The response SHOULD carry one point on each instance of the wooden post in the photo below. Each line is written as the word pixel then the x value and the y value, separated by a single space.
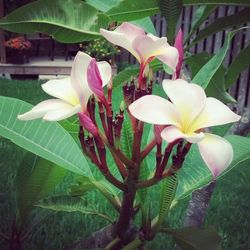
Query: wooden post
pixel 2 39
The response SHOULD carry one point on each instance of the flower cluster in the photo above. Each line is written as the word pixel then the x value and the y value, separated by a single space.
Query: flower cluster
pixel 18 43
pixel 102 50
pixel 180 120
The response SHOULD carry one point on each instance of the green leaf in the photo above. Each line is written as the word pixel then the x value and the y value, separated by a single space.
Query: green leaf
pixel 103 5
pixel 192 238
pixel 169 186
pixel 126 141
pixel 68 21
pixel 240 63
pixel 125 75
pixel 36 178
pixel 200 15
pixel 221 2
pixel 223 23
pixel 70 204
pixel 145 23
pixel 84 185
pixel 205 74
pixel 216 87
pixel 171 10
pixel 195 174
pixel 46 139
pixel 129 10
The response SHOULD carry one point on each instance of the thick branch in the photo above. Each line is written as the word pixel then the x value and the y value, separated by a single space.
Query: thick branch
pixel 198 205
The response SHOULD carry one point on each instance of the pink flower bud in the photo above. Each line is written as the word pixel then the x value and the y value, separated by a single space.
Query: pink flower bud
pixel 157 132
pixel 87 123
pixel 179 46
pixel 95 80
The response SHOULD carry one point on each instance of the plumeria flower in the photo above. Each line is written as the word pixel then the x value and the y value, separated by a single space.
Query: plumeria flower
pixel 189 113
pixel 144 47
pixel 71 93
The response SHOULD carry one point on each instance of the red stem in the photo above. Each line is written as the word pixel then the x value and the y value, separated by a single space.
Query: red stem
pixel 148 148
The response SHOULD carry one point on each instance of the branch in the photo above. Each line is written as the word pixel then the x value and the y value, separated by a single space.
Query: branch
pixel 198 205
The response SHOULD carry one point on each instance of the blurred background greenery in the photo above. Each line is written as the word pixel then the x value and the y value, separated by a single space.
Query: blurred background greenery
pixel 229 210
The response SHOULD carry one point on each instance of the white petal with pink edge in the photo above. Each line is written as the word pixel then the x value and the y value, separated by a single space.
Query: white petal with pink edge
pixel 61 114
pixel 105 72
pixel 78 77
pixel 188 98
pixel 216 152
pixel 214 113
pixel 172 133
pixel 61 89
pixel 155 110
pixel 122 37
pixel 43 108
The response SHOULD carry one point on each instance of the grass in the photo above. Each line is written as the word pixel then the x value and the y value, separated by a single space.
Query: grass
pixel 229 210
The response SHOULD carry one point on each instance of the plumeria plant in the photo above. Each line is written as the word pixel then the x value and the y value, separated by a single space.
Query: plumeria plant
pixel 134 136
pixel 181 119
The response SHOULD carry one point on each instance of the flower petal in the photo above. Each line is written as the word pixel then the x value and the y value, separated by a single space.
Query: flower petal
pixel 42 108
pixel 214 113
pixel 87 123
pixel 187 97
pixel 151 46
pixel 155 110
pixel 172 133
pixel 63 113
pixel 216 152
pixel 61 89
pixel 94 80
pixel 123 36
pixel 105 71
pixel 78 77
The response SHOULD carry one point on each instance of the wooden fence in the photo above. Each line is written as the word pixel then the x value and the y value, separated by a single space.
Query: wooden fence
pixel 241 90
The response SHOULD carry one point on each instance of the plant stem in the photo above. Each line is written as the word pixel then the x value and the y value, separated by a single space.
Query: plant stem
pixel 4 236
pixel 148 148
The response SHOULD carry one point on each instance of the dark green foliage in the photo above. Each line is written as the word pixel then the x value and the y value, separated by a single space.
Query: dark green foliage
pixel 171 10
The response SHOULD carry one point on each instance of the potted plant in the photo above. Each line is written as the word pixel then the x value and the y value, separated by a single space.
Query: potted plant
pixel 17 49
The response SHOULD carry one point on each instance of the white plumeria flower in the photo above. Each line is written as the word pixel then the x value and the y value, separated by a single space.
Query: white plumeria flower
pixel 145 47
pixel 72 93
pixel 188 114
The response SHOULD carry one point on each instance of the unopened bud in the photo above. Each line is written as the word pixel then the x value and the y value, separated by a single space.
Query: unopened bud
pixel 87 123
pixel 122 106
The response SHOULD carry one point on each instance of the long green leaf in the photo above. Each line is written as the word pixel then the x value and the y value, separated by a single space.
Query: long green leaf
pixel 171 10
pixel 216 87
pixel 223 23
pixel 129 10
pixel 36 178
pixel 126 141
pixel 200 15
pixel 46 139
pixel 84 185
pixel 221 2
pixel 103 5
pixel 70 204
pixel 205 74
pixel 68 21
pixel 168 190
pixel 145 23
pixel 240 63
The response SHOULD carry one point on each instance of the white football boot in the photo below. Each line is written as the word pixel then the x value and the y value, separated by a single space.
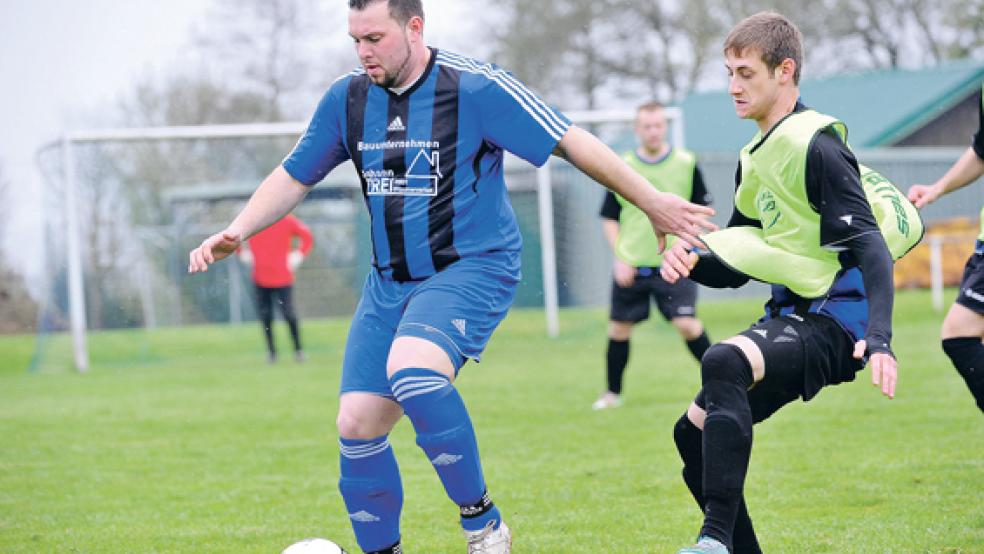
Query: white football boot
pixel 608 399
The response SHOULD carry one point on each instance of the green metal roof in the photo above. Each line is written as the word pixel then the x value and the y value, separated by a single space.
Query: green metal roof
pixel 879 107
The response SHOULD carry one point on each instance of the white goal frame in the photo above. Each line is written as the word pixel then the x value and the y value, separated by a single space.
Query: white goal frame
pixel 69 140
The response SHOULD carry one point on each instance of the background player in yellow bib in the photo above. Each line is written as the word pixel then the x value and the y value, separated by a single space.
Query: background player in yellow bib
pixel 635 268
pixel 963 327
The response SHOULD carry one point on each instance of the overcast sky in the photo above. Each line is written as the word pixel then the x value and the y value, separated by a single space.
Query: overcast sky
pixel 64 61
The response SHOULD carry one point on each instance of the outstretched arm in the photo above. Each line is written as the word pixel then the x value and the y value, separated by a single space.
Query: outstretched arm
pixel 965 171
pixel 277 195
pixel 668 213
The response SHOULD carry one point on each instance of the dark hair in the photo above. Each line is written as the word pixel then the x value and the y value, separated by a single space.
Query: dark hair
pixel 400 10
pixel 650 106
pixel 771 33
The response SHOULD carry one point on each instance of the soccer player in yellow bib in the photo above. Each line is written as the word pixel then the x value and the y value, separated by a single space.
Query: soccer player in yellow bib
pixel 819 228
pixel 635 268
pixel 963 327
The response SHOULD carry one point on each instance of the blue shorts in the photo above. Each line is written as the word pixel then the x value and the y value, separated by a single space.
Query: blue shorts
pixel 456 309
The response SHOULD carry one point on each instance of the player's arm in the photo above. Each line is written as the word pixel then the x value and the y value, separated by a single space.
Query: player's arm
pixel 701 266
pixel 318 151
pixel 667 212
pixel 847 224
pixel 682 261
pixel 276 196
pixel 966 170
pixel 304 233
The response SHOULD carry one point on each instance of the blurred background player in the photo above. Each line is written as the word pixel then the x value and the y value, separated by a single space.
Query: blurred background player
pixel 274 259
pixel 427 129
pixel 636 250
pixel 963 327
pixel 803 223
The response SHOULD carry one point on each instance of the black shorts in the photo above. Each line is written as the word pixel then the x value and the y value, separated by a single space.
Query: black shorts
pixel 971 294
pixel 632 303
pixel 802 355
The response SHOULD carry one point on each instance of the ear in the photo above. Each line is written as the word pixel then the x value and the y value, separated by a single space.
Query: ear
pixel 416 26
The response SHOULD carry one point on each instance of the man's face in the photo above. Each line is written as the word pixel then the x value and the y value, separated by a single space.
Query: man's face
pixel 651 129
pixel 753 88
pixel 382 44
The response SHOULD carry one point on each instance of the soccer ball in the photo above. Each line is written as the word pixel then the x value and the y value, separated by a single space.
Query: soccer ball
pixel 314 546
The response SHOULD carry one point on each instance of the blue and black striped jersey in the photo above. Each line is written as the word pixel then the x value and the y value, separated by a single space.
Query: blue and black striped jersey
pixel 430 159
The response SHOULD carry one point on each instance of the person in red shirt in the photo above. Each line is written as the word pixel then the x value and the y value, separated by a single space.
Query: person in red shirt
pixel 274 259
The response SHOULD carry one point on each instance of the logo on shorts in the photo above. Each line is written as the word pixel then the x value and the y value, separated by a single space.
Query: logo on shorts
pixel 974 295
pixel 446 459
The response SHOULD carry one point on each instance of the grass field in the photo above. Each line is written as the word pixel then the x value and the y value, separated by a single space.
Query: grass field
pixel 202 447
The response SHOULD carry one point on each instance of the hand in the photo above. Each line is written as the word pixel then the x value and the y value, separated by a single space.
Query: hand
pixel 671 214
pixel 677 262
pixel 884 368
pixel 246 256
pixel 213 249
pixel 922 195
pixel 624 273
pixel 294 260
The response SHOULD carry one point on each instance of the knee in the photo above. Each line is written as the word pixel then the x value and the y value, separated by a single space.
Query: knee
pixel 726 362
pixel 685 433
pixel 620 330
pixel 689 327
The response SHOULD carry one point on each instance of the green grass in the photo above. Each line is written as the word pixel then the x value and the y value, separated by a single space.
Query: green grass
pixel 199 446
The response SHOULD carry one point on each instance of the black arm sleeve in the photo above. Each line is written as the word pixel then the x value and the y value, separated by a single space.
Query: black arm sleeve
pixel 978 144
pixel 699 194
pixel 610 208
pixel 871 254
pixel 833 187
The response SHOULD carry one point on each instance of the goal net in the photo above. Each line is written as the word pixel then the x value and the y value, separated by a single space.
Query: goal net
pixel 124 207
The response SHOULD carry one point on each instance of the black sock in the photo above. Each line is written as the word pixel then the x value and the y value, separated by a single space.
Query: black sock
pixel 967 355
pixel 617 359
pixel 295 334
pixel 699 345
pixel 689 441
pixel 726 375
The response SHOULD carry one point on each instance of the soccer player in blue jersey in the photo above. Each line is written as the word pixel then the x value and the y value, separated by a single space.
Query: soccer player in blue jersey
pixel 426 130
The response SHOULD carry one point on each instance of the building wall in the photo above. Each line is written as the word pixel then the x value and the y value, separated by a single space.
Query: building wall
pixel 954 127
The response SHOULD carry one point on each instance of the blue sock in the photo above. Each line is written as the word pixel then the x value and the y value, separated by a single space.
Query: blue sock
pixel 373 493
pixel 446 435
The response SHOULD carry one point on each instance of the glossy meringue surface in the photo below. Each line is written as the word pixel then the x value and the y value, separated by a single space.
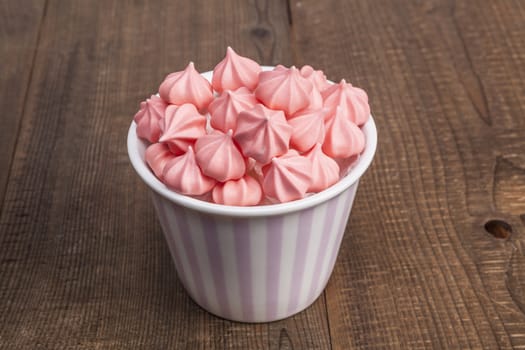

◆ ◆ ◆ ◆ ◆

Word for word, restate the lines of the data above that fall between the line holding "of the pink" and the line holding "the grass in", inclusive, and no other lines.

Result of this exercise:
The response SHOULD carry one point on each instance of the pink flower bud in the photo above. Each line is written as the word pixel then the x value and the y value, separated by a single space.
Query: pink flower bud
pixel 157 132
pixel 87 123
pixel 179 46
pixel 95 80
The response SHOULD carry one point on each instance of the plumeria flower in the photo above. Each line is written as the word pixel then the x value and the y value, separated by a single space.
Query: plumeria flower
pixel 189 113
pixel 144 47
pixel 71 93
The response SHOULD carry one point on each instance of the red stem in the photo above. Each line is written as the word pixel then the x value and the y value, separated by a single space.
Query: red stem
pixel 148 148
The response SHOULD carry one point on each instance of the branch in the photo above. Each line is written as the word pixel then the x value and the y value, separated by a single space.
Query: branch
pixel 198 205
The response SHOULD carry one point on each instance of the blurred background greenery in the photo above. Each line is written as the word pixel then the x value and the y value, separated by a single space.
Query: blurred background greenery
pixel 229 210
The response SHOULD carry one point on each instance of the white petal with pink edge in the photo above. Each line is written as the word pixel then the x value and the y value, separated by a single space.
Query: white petal with pink edge
pixel 61 114
pixel 105 72
pixel 78 77
pixel 188 98
pixel 216 152
pixel 214 113
pixel 172 133
pixel 61 89
pixel 155 110
pixel 122 37
pixel 43 108
The response SHOULD carry one point on each instance of the grass in the photo above. Each line is written as the word pixel then the x value and the y value, separated by a single space.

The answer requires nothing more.